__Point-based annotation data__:
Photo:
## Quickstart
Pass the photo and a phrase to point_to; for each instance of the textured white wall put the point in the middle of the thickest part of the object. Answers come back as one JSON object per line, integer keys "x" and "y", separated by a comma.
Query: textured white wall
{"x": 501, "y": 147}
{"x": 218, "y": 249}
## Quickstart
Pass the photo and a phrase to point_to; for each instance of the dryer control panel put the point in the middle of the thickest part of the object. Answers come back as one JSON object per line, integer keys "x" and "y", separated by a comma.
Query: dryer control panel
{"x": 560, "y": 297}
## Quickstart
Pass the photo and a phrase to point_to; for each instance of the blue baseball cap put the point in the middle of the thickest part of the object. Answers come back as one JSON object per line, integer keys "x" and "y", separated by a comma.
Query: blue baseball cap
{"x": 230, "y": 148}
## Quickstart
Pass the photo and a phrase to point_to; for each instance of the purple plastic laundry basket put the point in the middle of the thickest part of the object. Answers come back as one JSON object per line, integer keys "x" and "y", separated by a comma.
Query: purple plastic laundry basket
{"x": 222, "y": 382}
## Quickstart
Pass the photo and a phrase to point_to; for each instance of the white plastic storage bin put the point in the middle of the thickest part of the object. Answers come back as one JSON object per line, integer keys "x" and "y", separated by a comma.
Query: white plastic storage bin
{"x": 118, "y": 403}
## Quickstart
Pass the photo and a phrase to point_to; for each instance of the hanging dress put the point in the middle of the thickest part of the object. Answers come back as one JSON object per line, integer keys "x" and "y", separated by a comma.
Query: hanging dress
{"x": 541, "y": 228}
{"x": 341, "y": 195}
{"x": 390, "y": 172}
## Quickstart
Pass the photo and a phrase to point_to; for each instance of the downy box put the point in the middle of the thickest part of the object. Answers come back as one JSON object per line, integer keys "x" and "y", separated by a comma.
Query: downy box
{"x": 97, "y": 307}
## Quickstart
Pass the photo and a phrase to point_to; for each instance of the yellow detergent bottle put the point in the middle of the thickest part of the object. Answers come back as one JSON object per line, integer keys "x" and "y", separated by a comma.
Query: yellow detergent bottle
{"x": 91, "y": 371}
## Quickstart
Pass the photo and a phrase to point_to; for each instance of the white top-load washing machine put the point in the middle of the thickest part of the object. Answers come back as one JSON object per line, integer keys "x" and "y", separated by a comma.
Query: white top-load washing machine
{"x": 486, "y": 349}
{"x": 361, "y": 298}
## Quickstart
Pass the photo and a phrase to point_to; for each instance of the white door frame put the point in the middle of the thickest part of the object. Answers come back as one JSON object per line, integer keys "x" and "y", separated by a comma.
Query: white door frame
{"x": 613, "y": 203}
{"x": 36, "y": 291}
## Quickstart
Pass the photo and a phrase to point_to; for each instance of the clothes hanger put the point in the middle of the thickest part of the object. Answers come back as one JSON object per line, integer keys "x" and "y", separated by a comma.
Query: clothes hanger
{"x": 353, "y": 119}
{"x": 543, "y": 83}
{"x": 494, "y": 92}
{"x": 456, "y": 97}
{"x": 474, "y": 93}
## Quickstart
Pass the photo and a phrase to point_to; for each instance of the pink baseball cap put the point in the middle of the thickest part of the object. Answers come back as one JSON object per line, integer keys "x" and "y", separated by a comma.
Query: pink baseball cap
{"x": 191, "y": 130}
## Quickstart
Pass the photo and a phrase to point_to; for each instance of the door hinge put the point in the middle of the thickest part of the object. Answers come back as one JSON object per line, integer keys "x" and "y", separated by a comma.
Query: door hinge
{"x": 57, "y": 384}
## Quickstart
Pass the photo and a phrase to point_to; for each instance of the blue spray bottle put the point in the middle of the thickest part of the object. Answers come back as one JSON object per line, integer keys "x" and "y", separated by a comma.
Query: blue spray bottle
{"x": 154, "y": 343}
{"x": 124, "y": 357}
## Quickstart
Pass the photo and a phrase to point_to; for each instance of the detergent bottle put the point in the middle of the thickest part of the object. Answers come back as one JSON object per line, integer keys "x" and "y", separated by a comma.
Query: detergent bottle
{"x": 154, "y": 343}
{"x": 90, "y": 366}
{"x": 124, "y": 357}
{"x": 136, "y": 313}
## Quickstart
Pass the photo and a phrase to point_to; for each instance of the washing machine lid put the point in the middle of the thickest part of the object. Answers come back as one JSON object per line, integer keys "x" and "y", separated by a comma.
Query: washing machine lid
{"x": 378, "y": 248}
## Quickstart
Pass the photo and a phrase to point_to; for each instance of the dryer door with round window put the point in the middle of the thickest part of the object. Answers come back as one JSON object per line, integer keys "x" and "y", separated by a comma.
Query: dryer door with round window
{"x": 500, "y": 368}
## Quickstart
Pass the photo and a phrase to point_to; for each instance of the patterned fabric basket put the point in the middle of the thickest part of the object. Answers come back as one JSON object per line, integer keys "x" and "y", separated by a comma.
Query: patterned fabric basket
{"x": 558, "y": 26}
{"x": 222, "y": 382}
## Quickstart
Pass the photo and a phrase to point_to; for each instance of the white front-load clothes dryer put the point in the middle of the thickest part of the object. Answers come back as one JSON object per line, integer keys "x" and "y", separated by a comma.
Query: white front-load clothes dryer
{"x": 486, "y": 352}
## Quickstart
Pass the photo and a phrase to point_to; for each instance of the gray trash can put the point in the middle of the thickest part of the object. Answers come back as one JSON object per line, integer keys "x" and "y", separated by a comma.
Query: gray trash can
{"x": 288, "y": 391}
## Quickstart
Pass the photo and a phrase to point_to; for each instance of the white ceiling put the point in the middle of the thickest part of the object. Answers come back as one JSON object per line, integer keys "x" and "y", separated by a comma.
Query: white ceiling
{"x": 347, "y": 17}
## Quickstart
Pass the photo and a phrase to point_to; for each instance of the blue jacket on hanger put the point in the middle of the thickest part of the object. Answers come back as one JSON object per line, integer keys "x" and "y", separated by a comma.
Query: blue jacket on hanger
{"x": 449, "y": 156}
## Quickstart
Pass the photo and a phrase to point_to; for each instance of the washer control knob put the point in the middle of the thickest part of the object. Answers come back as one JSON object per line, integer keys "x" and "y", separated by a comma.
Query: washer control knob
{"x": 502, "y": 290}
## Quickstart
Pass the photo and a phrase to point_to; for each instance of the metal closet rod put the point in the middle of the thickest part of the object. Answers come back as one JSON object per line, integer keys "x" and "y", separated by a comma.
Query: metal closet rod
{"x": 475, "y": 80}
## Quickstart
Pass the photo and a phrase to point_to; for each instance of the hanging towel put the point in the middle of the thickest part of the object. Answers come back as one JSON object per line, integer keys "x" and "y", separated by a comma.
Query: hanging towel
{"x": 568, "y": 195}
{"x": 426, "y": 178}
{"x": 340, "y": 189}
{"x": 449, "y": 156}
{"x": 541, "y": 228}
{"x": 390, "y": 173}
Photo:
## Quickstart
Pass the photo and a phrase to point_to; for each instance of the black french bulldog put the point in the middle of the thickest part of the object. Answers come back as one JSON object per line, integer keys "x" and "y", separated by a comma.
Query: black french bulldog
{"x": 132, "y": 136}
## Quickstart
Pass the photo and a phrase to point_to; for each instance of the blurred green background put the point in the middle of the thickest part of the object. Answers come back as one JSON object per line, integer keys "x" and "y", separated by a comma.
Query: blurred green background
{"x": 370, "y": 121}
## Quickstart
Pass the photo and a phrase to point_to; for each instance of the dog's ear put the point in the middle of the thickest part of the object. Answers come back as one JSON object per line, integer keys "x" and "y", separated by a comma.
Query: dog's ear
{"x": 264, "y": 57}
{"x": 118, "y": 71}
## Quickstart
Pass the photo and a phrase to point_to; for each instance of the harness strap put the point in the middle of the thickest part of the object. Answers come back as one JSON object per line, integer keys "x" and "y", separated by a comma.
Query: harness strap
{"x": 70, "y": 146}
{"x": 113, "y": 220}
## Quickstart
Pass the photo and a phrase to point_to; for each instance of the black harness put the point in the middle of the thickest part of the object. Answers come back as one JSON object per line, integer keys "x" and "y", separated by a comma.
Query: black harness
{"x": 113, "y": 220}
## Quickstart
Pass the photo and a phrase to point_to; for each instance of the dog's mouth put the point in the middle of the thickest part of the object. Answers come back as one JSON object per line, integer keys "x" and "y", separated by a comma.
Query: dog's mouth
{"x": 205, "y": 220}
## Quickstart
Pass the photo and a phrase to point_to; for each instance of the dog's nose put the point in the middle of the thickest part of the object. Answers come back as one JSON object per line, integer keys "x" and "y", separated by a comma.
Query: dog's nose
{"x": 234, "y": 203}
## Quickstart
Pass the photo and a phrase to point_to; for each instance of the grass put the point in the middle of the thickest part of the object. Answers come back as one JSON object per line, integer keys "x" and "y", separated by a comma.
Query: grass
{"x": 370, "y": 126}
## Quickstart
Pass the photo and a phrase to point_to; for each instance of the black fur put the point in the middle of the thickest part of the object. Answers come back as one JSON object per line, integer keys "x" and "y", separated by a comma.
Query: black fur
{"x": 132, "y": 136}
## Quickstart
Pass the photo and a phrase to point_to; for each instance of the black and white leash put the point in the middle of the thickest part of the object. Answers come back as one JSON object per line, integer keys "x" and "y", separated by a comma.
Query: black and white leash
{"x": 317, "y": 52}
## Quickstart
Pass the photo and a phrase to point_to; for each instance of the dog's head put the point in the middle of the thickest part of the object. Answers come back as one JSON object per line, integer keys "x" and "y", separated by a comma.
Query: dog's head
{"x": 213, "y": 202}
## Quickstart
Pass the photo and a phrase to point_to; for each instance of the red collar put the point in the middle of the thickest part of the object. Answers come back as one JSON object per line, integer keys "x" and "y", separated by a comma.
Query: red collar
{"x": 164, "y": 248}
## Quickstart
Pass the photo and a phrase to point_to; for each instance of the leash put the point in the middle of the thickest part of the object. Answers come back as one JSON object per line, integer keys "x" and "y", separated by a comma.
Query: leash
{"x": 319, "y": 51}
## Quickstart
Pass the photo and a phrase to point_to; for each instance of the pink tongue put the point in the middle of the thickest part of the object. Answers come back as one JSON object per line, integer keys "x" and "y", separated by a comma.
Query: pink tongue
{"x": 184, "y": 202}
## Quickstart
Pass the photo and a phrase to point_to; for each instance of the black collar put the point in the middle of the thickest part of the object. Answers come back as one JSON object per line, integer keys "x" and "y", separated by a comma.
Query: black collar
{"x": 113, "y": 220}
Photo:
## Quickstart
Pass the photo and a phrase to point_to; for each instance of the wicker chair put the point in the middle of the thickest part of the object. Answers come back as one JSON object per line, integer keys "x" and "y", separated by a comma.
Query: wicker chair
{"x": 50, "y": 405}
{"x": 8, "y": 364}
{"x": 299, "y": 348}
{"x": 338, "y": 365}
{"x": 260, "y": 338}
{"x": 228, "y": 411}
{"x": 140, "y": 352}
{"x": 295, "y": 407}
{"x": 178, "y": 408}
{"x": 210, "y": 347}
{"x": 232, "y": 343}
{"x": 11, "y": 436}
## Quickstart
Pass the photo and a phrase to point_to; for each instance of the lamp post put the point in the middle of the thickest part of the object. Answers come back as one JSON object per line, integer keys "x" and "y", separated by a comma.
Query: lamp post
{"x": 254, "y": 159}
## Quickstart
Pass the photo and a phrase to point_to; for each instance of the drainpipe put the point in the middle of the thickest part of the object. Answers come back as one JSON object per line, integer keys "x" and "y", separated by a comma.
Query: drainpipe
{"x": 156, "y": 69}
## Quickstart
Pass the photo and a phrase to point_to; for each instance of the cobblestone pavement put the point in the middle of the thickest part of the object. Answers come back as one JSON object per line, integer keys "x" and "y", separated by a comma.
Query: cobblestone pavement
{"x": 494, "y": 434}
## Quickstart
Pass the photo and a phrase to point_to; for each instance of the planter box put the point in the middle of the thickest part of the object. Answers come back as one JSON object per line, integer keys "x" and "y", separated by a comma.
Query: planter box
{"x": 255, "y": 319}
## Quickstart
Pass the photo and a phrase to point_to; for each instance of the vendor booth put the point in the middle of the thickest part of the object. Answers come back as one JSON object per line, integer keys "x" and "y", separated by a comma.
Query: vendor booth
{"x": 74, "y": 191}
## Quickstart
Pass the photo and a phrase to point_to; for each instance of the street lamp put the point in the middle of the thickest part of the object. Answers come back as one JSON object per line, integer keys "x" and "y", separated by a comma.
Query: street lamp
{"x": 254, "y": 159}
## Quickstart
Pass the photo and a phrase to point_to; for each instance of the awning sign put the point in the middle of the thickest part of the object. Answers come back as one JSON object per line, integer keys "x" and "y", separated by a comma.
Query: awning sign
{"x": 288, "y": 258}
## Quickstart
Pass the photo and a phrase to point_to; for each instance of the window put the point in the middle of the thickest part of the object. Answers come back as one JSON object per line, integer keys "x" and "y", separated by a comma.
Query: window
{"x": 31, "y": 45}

__WHAT YOU ARE ASKED TO DO__:
List every line in the entries above that contains the word "dress", matching case exactly.

__RESPONSE BELOW__:
Pass the photo and a phrase to point_to; for each instance of the hanging dress put the point in the middle of the thickest part of the object. Answers come back as one JSON object per line, integer keys "x" and "y", separated by a comma.
Query: hanging dress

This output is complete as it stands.